• [Extract]:
Analysis

Did Trump administration’s move to shut domestic terror unit hurt US security?

After Washington folds team focused on homegrown extremists, critics say intelligence sharing on the threat is in disarray, while others claim the closure boosts efficiency

White supremacists exchange insults with counter-protesters as they attempt to guard the entrance to Emancipation Park in Charlottesville, Virginia, August 12, 2017. (Chip Somodevilla/Getty Images via JTA)
White supremacists exchange insults with counter-protesters as they attempt to guard the entrance to Emancipation Park in Charlottesville, Virginia, August 12, 2017. (Chip Somodevilla/Getty Images via JTA)

WASHINGTON (JTA) — At first, it reads like a grim joke: Less than six months after the worst attack on Jews in US history, the Trump administration took the bold decision to shut down a unit tracking domestic terrorism.

Dig a little, however, and it’s a more complicated picture. The good news is that there are existing government agencies tracking domestic terrorism and particularly white supremacists, like the shooter who allegedly killed 11 Jewish worshipers in Pittsburgh in October.

• [Given records]:
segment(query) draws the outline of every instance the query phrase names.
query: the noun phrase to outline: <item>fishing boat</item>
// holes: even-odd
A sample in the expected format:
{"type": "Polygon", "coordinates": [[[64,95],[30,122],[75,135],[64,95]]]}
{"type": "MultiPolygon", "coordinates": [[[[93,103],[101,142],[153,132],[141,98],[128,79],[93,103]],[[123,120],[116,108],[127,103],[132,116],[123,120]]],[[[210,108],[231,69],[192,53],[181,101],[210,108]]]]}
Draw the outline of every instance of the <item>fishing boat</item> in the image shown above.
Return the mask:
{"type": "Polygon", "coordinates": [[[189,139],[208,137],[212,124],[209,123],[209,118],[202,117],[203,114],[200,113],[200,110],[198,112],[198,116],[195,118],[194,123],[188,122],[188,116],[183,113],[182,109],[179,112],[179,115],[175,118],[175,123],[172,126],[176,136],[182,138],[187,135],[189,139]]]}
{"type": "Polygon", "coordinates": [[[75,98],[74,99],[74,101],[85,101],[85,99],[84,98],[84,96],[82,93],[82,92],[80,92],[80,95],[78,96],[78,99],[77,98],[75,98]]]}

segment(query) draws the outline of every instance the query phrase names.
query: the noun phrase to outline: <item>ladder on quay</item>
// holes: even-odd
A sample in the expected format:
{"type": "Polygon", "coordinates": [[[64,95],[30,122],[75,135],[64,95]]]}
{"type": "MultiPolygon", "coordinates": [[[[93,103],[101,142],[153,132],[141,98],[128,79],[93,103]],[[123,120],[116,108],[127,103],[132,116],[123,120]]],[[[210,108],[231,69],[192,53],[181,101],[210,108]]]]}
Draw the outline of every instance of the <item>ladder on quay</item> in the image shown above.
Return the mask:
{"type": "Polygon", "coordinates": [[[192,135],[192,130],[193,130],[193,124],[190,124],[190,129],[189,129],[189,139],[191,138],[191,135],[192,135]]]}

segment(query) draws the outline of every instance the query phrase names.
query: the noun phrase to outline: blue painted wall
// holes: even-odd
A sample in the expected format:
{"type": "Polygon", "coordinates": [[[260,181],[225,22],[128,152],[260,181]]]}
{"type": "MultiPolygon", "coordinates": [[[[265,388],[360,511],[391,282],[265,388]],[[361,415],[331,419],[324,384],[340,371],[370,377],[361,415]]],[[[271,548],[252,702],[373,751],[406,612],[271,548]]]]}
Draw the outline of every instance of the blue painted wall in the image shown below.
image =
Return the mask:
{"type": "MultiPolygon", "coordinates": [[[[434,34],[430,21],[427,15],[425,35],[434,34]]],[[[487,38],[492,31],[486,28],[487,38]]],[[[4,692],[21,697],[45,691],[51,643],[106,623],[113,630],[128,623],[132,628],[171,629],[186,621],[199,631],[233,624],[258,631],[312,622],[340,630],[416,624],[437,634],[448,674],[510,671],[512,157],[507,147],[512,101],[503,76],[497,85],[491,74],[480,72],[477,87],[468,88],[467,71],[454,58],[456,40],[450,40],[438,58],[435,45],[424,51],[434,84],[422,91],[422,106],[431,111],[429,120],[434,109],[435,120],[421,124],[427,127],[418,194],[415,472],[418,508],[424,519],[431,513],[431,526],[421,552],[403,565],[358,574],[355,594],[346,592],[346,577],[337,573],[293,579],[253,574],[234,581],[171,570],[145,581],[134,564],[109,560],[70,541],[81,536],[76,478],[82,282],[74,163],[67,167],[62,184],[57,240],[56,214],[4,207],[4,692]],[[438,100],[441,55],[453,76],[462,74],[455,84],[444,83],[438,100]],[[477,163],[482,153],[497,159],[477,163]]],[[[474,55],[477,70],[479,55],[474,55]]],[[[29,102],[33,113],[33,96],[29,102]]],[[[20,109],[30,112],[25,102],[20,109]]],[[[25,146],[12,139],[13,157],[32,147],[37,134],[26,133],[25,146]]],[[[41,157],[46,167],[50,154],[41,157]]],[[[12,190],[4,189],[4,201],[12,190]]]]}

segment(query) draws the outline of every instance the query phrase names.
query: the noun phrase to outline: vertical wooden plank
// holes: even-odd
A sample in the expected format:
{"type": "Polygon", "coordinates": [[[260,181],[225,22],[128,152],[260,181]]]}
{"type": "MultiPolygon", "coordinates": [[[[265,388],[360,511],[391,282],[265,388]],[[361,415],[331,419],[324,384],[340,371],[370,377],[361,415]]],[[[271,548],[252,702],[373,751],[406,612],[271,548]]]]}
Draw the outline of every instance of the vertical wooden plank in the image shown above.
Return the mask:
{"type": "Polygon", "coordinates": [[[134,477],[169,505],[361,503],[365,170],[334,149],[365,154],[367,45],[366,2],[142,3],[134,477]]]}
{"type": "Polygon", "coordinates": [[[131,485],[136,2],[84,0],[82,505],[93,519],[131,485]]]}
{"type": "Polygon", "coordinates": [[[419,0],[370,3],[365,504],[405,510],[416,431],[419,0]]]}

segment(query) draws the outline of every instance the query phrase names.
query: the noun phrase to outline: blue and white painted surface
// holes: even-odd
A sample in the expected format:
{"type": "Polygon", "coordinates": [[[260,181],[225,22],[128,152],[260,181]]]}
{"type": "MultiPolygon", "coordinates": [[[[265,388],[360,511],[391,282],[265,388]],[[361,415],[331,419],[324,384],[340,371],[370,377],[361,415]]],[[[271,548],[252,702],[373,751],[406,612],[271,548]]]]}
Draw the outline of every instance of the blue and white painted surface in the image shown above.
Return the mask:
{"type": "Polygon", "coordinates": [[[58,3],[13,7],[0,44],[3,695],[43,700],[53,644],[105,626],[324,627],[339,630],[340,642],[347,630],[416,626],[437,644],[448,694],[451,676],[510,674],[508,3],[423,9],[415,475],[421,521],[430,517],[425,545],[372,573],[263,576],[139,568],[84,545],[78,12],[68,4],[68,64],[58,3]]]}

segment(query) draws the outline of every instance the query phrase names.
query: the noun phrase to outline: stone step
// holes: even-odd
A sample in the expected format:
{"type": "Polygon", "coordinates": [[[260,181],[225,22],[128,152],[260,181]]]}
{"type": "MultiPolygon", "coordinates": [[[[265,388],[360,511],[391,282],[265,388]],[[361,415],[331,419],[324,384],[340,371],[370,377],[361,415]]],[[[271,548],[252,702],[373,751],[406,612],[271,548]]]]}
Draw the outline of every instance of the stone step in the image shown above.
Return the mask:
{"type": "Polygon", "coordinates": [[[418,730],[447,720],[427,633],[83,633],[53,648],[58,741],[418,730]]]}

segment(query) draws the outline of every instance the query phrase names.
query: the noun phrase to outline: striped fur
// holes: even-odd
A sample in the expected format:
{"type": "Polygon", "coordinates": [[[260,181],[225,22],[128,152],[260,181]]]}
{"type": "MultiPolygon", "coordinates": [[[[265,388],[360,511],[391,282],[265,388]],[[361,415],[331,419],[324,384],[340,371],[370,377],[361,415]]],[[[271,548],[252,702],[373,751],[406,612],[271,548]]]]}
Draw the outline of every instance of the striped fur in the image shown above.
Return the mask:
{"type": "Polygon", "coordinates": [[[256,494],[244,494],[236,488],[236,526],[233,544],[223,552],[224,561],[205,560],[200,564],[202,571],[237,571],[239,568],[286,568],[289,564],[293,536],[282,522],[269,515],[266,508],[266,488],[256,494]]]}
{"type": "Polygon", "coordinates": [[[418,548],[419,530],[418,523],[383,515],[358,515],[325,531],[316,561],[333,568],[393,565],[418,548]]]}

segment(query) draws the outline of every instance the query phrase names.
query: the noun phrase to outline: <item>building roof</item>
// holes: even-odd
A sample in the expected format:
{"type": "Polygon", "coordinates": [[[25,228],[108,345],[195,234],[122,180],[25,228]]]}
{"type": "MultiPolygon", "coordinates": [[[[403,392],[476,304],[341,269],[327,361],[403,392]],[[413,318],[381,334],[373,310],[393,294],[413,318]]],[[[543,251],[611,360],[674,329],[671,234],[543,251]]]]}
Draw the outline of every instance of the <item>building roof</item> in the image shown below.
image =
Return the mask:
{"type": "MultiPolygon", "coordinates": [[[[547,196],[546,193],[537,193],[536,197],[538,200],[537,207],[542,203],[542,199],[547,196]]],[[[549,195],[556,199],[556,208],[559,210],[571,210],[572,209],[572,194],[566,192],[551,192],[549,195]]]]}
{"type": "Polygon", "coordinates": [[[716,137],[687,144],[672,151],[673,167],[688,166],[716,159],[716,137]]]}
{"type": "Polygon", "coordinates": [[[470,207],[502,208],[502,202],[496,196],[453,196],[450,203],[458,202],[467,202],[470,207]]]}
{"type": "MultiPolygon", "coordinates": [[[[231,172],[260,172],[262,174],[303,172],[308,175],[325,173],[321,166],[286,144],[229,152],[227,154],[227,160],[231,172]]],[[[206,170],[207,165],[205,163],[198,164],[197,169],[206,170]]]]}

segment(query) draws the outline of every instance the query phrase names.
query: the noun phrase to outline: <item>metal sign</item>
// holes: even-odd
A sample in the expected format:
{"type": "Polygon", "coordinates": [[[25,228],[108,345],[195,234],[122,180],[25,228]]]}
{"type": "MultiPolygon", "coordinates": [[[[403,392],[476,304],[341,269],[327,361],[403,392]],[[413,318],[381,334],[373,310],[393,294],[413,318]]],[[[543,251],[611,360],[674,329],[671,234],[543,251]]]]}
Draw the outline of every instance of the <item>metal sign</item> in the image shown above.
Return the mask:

• [Actions to take]:
1. Name each place that appears in the article on the domestic terror unit (cities, states, countries and parks), listing each one once.
2. Retype the passage of the domestic terror unit article between "WASHINGTON (JTA) —" and "Pittsburgh in October.", inclusive.
3. Using the domestic terror unit article, answer these:
(a) How many Jewish worshipers did the Pittsburgh shooter allegedly kill?
(b) On what date was the Charlottesville photo taken?
(c) What news agency appears in the dateline?

• [Expected answers]:
1.
Washington
Emancipation Park
Charlottesville
Virginia
Pittsburgh
US

2.
WASHINGTON (JTA) — At first, it reads like a grim joke: Less than six months after the worst attack on Jews in US history, the Trump administration took the bold decision to shut down a unit tracking domestic terrorism.

Dig a little, however, and it’s a more complicated picture. The good news is that there are existing government agencies tracking domestic terrorism and particularly white supremacists, like the shooter who allegedly killed 11 Jewish worshipers in Pittsburgh in October.

3.
(a) 11
(b) August 12, 2017
(c) JTA